== Segment start ==
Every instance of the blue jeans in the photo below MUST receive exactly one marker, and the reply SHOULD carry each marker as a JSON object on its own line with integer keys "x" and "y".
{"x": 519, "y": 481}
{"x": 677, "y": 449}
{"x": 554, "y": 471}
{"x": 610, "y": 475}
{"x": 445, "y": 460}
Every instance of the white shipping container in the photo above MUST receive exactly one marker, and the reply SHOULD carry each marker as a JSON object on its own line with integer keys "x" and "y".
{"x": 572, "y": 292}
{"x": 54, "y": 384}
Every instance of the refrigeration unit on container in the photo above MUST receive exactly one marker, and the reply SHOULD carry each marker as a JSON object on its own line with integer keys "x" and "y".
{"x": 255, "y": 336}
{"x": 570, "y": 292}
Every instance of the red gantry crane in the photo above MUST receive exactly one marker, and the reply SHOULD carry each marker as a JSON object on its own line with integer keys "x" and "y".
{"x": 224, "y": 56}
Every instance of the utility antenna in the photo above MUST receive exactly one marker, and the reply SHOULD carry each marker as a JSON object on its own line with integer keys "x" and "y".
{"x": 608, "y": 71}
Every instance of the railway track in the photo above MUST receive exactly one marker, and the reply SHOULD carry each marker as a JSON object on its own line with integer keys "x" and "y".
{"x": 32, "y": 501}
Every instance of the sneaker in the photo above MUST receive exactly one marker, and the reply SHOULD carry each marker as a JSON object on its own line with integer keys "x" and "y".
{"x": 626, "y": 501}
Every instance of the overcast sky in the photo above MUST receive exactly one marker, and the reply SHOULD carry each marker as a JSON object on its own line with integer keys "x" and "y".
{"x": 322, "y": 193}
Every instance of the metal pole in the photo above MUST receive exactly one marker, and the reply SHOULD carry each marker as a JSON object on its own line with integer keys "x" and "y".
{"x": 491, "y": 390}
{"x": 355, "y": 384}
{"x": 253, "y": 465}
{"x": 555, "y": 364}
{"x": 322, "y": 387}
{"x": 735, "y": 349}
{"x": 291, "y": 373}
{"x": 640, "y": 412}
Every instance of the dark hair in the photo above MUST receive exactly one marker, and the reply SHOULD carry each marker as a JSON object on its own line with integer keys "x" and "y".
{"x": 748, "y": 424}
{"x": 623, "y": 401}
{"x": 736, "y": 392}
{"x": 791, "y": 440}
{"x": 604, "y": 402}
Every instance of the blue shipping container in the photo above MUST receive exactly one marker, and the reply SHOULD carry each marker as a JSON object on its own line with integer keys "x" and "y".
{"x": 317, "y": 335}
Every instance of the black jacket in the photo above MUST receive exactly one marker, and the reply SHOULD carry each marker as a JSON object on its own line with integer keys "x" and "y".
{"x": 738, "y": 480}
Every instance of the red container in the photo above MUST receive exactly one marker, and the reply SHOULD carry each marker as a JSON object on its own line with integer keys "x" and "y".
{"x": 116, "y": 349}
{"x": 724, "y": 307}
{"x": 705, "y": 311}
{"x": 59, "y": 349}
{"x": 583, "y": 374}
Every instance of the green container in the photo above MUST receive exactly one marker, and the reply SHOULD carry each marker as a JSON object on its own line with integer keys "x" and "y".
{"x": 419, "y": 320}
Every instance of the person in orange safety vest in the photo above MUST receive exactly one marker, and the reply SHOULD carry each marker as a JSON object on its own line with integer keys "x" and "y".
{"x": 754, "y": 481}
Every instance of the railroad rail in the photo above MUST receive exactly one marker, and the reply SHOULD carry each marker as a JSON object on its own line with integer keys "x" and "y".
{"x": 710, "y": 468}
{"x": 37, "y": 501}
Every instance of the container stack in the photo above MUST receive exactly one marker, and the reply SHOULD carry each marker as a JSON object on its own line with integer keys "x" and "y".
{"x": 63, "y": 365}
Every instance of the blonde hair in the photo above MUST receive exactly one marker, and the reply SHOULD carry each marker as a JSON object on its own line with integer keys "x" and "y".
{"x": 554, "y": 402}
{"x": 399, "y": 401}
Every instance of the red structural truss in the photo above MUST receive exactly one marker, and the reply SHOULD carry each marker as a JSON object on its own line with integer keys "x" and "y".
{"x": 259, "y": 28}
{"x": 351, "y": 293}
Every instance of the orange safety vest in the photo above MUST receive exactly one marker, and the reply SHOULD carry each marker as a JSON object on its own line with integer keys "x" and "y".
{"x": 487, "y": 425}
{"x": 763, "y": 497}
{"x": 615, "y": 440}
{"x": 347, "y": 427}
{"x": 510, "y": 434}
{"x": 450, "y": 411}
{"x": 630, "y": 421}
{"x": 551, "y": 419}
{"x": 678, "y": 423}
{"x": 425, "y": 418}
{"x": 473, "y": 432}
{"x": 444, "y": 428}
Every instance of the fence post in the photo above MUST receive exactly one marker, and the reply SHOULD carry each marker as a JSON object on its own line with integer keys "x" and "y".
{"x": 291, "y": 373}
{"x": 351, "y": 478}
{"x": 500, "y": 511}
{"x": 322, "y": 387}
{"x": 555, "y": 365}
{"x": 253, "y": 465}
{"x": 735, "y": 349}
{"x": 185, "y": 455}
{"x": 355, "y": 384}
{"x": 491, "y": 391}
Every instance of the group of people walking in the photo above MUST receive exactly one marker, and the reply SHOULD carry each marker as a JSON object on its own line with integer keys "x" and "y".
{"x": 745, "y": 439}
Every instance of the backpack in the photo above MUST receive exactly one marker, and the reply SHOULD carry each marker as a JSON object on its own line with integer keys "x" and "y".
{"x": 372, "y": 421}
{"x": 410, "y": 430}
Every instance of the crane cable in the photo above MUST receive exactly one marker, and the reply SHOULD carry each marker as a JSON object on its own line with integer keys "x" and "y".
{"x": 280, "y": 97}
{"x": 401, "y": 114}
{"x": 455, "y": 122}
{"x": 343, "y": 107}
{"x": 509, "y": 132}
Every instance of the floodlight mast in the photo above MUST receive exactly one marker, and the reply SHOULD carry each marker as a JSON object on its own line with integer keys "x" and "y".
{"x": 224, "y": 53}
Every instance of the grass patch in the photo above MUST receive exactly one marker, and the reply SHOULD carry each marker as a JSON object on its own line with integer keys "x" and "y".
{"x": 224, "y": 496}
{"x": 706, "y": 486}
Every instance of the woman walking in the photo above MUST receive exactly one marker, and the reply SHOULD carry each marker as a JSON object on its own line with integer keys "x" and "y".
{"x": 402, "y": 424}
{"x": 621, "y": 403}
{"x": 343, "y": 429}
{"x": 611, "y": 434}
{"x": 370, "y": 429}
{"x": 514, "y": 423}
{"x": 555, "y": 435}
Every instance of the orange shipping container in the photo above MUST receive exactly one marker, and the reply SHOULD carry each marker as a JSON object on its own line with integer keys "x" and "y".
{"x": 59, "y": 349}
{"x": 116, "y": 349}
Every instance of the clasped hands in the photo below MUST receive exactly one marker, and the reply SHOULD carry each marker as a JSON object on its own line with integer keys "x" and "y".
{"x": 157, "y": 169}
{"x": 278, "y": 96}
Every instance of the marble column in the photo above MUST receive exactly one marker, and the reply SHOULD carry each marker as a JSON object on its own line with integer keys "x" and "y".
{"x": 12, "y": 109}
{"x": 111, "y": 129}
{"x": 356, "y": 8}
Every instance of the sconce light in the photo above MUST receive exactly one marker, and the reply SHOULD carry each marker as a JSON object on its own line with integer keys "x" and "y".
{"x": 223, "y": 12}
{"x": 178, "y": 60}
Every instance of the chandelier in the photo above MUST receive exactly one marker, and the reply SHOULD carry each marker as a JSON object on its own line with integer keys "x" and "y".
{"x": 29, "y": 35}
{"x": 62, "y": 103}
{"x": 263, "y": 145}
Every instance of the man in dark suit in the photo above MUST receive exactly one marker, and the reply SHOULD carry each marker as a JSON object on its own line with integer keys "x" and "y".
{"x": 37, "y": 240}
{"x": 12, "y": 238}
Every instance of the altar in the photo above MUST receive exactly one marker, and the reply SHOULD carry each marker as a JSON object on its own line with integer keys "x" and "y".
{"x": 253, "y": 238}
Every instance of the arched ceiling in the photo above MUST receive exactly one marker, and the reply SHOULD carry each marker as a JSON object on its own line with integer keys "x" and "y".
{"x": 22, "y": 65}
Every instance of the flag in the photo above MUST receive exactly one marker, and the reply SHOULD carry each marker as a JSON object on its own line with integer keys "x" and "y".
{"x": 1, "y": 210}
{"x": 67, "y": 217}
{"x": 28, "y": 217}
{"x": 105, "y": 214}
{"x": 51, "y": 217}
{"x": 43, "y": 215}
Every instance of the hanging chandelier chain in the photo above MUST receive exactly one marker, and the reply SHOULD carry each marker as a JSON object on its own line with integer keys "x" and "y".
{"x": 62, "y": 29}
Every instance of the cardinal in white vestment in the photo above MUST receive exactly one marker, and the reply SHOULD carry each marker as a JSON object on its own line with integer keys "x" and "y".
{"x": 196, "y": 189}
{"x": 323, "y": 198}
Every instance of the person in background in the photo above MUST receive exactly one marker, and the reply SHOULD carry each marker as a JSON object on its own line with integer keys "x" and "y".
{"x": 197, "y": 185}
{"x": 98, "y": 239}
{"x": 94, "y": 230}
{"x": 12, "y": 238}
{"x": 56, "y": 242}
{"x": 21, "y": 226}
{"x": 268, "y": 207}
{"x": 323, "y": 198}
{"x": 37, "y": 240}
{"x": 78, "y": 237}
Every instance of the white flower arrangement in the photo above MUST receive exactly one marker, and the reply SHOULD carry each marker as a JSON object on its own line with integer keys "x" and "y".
== Segment end ==
Exercise brief: Please output the line that contains "Every instance of the person in background" and every line after it in the entries above, exactly, and nothing more.

Task answer:
Every instance of the person in background in the photo above MUST receive exactly one marker, and the reply SHOULD carry each marker as a JSON object on its own line with integer keys "x" and "y".
{"x": 197, "y": 185}
{"x": 98, "y": 239}
{"x": 94, "y": 230}
{"x": 12, "y": 238}
{"x": 56, "y": 242}
{"x": 21, "y": 226}
{"x": 268, "y": 207}
{"x": 323, "y": 198}
{"x": 37, "y": 240}
{"x": 78, "y": 237}
Every instance of the white flower arrangement in the photo above MUST receive exactly one marker, and the reply SHOULD carry each marker as a JSON object on its own line with integer keys "x" and "y".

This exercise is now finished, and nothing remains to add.